_Work instructions_.
• a. In the piece on New Zealand food safety and honey residues, what does the last line say "safe" is not?
• b. Carry on with the piece on New Zealand food safety and honey residues, picking up after its final sentence.
[[ Page text, beginning ]]
New Zealand’s food safety system is designed to answer the first question. Many export markets — and many consumers — are more concerned with the second.
Neither perspective is inherently wrong. But treating them as interchangeable creates confusion and erodes trust.
When residues are described as something that can be managed through blending or averaged across batches, the conversation moves further away from what many people intuitively understand food safety to mean. Blending may ensure regulatory compliance, but it does nothing to address why residues are present in the first place — or whether their presence aligns with consumer expectations.
What this means for consumers
For consumers, this creates an uncomfortable grey zone.
If residues are acceptable because they fall below regulatory thresholds, what does that say about cumulative exposure across multiple foods? What does it mean for products marketed as clean, natural, or premium? And why should the standard change depending on whether food is destined for local shelves or overseas buyers?
These are not alarmist questions. They are questions about transparency and consistency.
When regulators reassure the public using food safety language, while quietly managing trade risks behind the scenes, it leaves people sensing that something doesn’t quite add up.
They’re not imagining it.
Where this leaves us
This isn’t about claiming honey is unsafe to eat. It isn’t about panic, fear, or rejecting regulation outright.
It’s about being honest that “safe” is not a universal definition.
[[ Page text, end ]]
[[ Dataset, beginning ]]
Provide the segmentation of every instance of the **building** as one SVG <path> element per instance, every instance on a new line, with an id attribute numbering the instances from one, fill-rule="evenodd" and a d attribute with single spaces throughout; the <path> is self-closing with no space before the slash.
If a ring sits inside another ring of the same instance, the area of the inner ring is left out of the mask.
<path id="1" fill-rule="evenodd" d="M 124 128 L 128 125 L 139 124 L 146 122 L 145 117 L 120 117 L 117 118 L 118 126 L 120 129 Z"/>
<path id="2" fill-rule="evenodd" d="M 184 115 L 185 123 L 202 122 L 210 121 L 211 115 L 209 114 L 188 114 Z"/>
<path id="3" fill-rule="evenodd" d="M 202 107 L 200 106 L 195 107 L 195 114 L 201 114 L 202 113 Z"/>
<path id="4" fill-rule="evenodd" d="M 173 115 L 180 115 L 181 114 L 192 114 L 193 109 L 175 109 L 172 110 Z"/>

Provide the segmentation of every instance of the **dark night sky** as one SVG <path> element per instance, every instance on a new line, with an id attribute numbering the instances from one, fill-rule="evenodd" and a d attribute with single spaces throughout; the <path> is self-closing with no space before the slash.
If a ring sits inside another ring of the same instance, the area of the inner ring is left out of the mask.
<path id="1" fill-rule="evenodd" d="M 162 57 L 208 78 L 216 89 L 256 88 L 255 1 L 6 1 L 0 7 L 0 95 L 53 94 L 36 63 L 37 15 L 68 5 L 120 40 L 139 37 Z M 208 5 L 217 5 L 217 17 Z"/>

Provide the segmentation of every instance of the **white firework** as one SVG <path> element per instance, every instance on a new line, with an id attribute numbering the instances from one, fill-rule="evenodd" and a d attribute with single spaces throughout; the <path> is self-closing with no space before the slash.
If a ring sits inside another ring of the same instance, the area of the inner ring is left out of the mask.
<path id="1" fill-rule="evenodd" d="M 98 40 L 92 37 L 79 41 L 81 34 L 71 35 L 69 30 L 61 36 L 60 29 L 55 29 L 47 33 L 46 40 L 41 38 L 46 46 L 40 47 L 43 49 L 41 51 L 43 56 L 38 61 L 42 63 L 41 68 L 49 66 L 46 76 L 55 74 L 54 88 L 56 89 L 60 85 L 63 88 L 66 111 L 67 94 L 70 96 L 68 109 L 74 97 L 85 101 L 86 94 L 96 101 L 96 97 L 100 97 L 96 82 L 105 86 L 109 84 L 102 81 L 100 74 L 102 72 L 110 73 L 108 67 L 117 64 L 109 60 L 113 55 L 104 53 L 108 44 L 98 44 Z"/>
[[ Dataset, end ]]
_Results for the exercise_.
• a. A universal definition.

• b.
Different countries, regulators, and consumers weigh risk differently. Some prioritise dose and exposure models. Others prioritise absence and precaution. Some focus on legal thresholds. Others focus on trust and expectation.
When glyphosate residues in honey are described as harmless in one context and problematic in another, it’s not because the science has changed. It’s because the question being asked has changed.
Understanding that distinction is essential — not just for honey, but for how we talk about food, chemicals, and safety more broadly.
Resources & References
This article focuses on how food safety and trade risk are defined and managed under different regulatory frameworks. The resources below provide context on how residue limits are set, how MPI approaches food safety and export compliance, and why the same residue can be interpreted differently depending on the question being asked.
MPI Monitoring and Food Safety Frameworks
National Chemical Residues Programme (NCRP)
https://www.mpi.govt.nz/food-business/food-monitoring-surveillance/national-chemical-residues-programme
MPI’s export-focused residue monitoring programme, designed to demonstrate compliance with overseas market requirements. Residue findings that raise trade and reputational concerns are assessed within this framework.
Food Residues Surveillance Programme
https://www.mpi.govt.nz/food-business/food-monitoring-surveillance/food-residues-survey-programme
MPI’s domestic monitoring programme for foods sold in New Zealand, focused on checking compliance with Maximum Residue Limits to assess food safety for local consumers.
Glyphosate in food – MPI overview
https://www.mpi.govt.nz/food-safety-home/safe-levels-of-chemicals-in-food/fertilisers-pesticides-hormones-and-medicines-in-food/glyphosate-in-food/
MPI’s explanation of how glyphosate residues are assessed in food, including the use of Acceptable Daily Intake models and residue limits.
Interpreting “Safe” vs “Acceptable”
Tutin vs Glyphosate — How Food Safety Standards Are Applied
https://nomoreglyphosate.nz/tutin-vs-glyphosate-food-safety-standard/
A comparative explainer showing how New Zealand applies different regulatory approaches to naturally occurring toxins versus agricultural chemical residues, highlighting why “safe” can mean different things in practice.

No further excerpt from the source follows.